Input data →
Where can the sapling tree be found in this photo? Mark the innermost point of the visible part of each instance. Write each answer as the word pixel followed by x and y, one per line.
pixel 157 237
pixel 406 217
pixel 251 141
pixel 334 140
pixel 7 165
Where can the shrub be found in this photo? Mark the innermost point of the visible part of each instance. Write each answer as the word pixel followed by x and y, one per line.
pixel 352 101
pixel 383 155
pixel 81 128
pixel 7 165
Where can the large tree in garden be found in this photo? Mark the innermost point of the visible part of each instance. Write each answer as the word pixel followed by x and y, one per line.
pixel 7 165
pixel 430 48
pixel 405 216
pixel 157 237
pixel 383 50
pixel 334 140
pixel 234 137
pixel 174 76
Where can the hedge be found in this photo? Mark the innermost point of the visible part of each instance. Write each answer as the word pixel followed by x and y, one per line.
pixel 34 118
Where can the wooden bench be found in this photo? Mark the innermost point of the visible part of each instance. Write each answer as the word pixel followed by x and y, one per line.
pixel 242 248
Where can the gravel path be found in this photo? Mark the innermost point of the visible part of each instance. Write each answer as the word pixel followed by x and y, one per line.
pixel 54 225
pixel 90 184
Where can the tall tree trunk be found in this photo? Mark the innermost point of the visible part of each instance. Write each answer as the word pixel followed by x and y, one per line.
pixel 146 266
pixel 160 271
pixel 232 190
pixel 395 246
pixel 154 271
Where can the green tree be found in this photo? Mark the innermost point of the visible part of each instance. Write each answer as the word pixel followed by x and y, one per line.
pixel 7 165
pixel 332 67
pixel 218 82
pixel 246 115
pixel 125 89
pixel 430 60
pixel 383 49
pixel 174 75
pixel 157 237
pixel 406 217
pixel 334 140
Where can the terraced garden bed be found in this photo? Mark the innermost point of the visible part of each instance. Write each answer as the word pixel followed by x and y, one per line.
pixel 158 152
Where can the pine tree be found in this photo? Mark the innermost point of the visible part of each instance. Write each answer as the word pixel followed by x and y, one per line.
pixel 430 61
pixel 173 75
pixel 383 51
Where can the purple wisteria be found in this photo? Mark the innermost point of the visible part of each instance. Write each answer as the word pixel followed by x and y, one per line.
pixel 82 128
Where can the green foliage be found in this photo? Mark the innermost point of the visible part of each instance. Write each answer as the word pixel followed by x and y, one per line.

Work item → Reproduce the records word for word.

Answer to this problem →
Where can the sapling tree be found in this photo? Mark the innermost point of the visible part of each instance. Write each answer as the word pixel followed by x and y, one per line.
pixel 157 237
pixel 406 217
pixel 251 141
pixel 334 140
pixel 7 165
Where can the shrub be found in this photo? Mark the innermost point of the visible part of each instance. Write each answer as the word pixel followed by x and y, one per line.
pixel 352 101
pixel 383 155
pixel 81 128
pixel 7 165
Where can the large tree in garden be found in this photo? Mark the innermost point of the visible part of each instance. Write each answer as the word pixel followed by x and y, one per line.
pixel 7 165
pixel 430 48
pixel 405 216
pixel 157 237
pixel 383 50
pixel 334 140
pixel 234 137
pixel 174 76
Where can the hedge be found in this photo? Mark the innermost point of the visible part of each instance. Write each answer as the word pixel followed by x and y, one per line.
pixel 34 118
Where can the wooden bench be found in this photo? Mark the innermost point of the visible part of each instance. Write each answer as the word pixel followed by x and y, one per line.
pixel 242 248
Where can the gravel path be found in this photo? Mark the innermost point of the visible part of each instance. Write each answer as the word pixel followed by x and y, one per line.
pixel 54 225
pixel 90 184
Where can the tall tree trunk be found in this photo? Mark the innermost point of the visible part of each instance. Write each answer as the word pixel followed by x and y, one per line.
pixel 146 266
pixel 160 271
pixel 232 190
pixel 395 246
pixel 154 271
Where can the green tree be found in this photo? Mark the innermost point of the visible part of each instance. Write each answer as the word pixel followed by x and y, one per line.
pixel 7 165
pixel 332 67
pixel 218 82
pixel 246 115
pixel 125 89
pixel 430 60
pixel 383 49
pixel 174 75
pixel 157 237
pixel 406 217
pixel 334 140
Where can the terraced garden bed be found in this photo? Mark the innermost point of the visible part of each instance. Write each answer as the word pixel followed by x and y, one per line.
pixel 158 152
Where can the pine tree be found in this photo? Mark the innermost point of the visible part of each instance. Write each answer as the word pixel followed by x and y, one per line.
pixel 430 61
pixel 173 75
pixel 383 51
Where can the purple wisteria be found in this photo? Mark the innermost point of the visible part of each instance. Write each answer as the word pixel followed by x and y, one per line.
pixel 82 128
Where can the green foliage be found in this photo? Mark the innermost point of the visible part of each instance. Write each answer as the word pixel followed by x and y, one per line.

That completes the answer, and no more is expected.